- _Assignment_:
Once you find the line that contains "Query: house" in the entries below, give it again along with every following line, unchanged, through the final one.

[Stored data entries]
_ _ _ _ _
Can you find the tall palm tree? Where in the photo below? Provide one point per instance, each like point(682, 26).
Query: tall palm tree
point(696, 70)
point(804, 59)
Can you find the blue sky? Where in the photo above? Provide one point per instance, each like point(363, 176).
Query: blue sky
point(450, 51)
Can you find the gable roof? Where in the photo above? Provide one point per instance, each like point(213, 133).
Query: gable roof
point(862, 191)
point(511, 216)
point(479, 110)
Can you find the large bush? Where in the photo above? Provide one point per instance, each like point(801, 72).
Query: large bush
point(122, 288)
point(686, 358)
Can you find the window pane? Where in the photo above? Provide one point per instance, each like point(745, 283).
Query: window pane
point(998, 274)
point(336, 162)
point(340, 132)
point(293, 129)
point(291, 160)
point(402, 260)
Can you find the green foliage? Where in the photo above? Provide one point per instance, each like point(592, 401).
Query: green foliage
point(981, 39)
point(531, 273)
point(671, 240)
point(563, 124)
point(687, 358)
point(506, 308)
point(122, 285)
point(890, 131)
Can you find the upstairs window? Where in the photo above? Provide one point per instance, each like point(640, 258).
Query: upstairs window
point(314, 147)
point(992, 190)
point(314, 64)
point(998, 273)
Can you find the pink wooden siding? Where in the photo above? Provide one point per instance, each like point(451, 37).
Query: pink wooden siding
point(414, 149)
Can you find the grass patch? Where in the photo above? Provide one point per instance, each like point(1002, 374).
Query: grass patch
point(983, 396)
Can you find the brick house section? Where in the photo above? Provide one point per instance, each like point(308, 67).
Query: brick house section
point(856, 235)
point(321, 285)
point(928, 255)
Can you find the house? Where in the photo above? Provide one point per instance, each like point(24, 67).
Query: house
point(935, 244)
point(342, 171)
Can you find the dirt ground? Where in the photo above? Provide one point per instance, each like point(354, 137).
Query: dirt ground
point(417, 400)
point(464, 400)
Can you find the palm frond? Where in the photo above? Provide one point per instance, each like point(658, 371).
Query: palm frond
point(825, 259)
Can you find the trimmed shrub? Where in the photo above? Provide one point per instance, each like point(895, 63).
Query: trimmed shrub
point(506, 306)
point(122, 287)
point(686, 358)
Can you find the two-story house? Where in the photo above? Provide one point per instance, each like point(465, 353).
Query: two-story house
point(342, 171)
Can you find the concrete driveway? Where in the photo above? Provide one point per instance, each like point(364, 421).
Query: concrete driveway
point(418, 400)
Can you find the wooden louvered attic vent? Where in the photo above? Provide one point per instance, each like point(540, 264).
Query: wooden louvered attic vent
_ _ _ _ _
- _Problem solution_:
Query: house
point(935, 244)
point(342, 171)
Can you find the dirt ground? Where in the photo above? Provide one point per instance, each like point(354, 137).
Query: dirt ground
point(417, 400)
point(464, 400)
Can you find the palm frond? Where in the photo above? Provide one point per instance, each like point(658, 371).
Query: palm frond
point(825, 259)
Can you find the trimmed shrub? Where in the photo above? Provide one point per instance, each like point(895, 63).
Query: trimmed shrub
point(506, 306)
point(122, 287)
point(686, 358)
Can you find the two-story house? Where in the photo above? Provide one point per instance, each like point(465, 353).
Query: two-story house
point(342, 171)
Can you find the concrete driveway? Where in the photo above? Provide one point per instance, each like point(364, 421).
Query: concrete driveway
point(418, 400)
Can you find the wooden louvered attic vent? Where in the photo above? Provide one point per instance, each like point(540, 264).
Query: wooden louvered attic vent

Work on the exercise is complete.